REQUIRED WORK: Starting at the top line, print the entries below exactly as they are and skip every picture.

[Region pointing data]
● ● ● ●

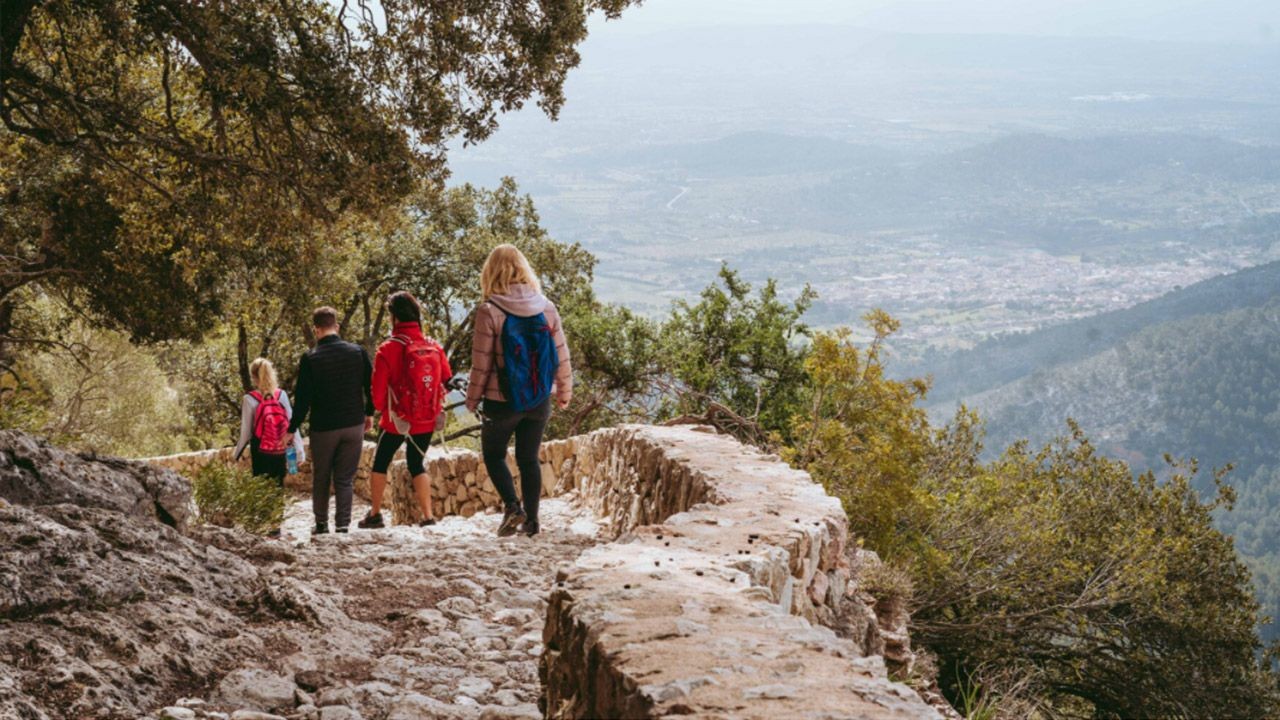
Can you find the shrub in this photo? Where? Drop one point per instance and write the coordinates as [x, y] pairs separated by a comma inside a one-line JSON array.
[[229, 496]]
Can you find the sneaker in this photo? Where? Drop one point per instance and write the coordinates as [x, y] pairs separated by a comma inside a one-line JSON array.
[[371, 522], [511, 522]]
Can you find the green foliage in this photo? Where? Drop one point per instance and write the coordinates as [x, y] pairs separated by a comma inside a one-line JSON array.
[[739, 350], [616, 367], [867, 440], [1055, 579], [435, 246], [1207, 386], [94, 391], [1066, 564], [179, 151], [231, 496]]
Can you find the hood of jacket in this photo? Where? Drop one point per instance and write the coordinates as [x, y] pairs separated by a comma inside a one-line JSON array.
[[520, 300]]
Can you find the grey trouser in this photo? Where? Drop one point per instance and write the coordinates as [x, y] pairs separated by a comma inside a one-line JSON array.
[[336, 454]]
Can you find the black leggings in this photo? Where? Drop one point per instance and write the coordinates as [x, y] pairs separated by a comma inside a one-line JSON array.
[[499, 423], [389, 442], [270, 465]]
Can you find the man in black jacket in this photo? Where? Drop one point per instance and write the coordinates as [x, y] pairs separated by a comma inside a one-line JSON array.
[[333, 388]]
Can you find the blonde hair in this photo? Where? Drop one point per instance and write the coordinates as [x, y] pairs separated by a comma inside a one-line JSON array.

● ● ● ●

TASK SOLUTION:
Can you find the shrub in this photo? Where? Drop one point per instance and write the coordinates as [x, y] pairs separated by a comma inside a one-line JSON array.
[[229, 496]]
Can you find the sneaker in this photo? Where? Drop one point per instance and write the coordinates as [x, y] pairs separated by a comma inside a one-line JSON array.
[[371, 522], [511, 522]]
Can you find the green foliage in this photo? Where? Drop one point per instance and write the coordinates as [x, y] pairs separated by a comma inside a one-line JSON array.
[[739, 350], [616, 367], [867, 440], [1055, 579], [435, 246], [1207, 386], [94, 391], [1066, 564], [179, 151], [231, 496]]
Can you find the hood of jacket in this photo? Where? Drop one point per instance and write the coordinates as [x, y] pairs separated by a comma inside a one-line JSON array.
[[520, 300]]
Can you find the grey trouser in this photo? Where? Drop one point per instance and write the coordinates as [x, y] pairs separated by a comma inside a one-line JSON array.
[[336, 454]]
Can you find the black leggings in this photo? Where? Drop one point per instance and write the coordinates as [x, y] pairs separated by a comma inside a one-line JSON array.
[[499, 423], [389, 442], [270, 465]]
Can you find the man in black jacket in this photo? Where? Drop one point per instance and write the coordinates as [x, y] pairs separated by a comma inside a one-line JSON array.
[[333, 388]]
Can you find the blonde hair in this photo? Where? Drop one point per instance and write the coordinates as [x, y] pairs separated by a comma inside a one-line JSON array.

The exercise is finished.